===== Given passage

As part of the CAMH show, Shaun El C. Leonardo's The Arena, a  Greco-Roman wrestling collaboration with Musiqa and Project Row Houses, at the Progressive Amateur Boxing Association, brought a whole other layer of visceral agitation. Watching bodies get pummeled, accompanied by fabulous percussion, proved deliciously traumatic, with lots of screaming from people besides myself. The event may have won over some new Greco Roman wrestling fans. 

 Watching bodies get pummeled, accompanied by fabulous percussion, proved deliciously traumatic, with lots of screaming from people besides myself.  

I do feel music in my bones, but it's always better when I happen to be sitting next to "culturebro" Joel Luks. Often, he has actually played what I we are listening to, which was exactly the case during Sandor Ostlund's terrific interpretation of Bizet's Carmen at a recent ROCO Chamber concert at Gremillion & Co.

It's hard to sit there and just be a lump to such luscious music. I just leaned in and took a ride on Luks' mirror neurons. Again, the body wants to join in on the fun. Hey, don't try this with strangers.

==========

__Requests__
1 - Name every person mentioned in the passage about live performances.
2 - Answer these questions using the passage about live performances:
(a) What style of wrestling was featured in The Arena?
(b) Where was the recent ROCO Chamber concert held?
(c) Whose interpretation of Bizet's Carmen was heard at that concert?
3 - Write a continuation of the passage about live performances, picking up after its final sentence.

===== Given information

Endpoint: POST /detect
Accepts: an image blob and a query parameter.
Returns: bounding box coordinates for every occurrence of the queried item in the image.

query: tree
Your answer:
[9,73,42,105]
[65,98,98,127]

==========

__Answers for the tasks__
1 -
Shaun El C. Leonardo
Joel Luks
Sandor Ostlund
Bizet

2 -
(a) Greco-Roman wrestling
(b) Gremillion & Co.
(c) Sandor Ostlund's

3 -
Body-friendly books

After a good long break, I got over my sudden onset theater claustrophobia. During my time away, I rediscovered reading as an art activity. Books may be the most body-friendly form of art. These portable little word-stuffed rectangles are delicately scaled to fit in our hands, and offer a completely flexibility experience.

You can stop and start at will, take them anywhere, even send them to your mother when you are done. You can move about while your imagination is free to run wild. And get this, they are free at the library. Although, sadly, I have recently learned that they want them back.

The weird thing is how I read, which is most often at show time, 8 p.m. when I dutifully take my seat, turn the light on and open the curtain of the first page.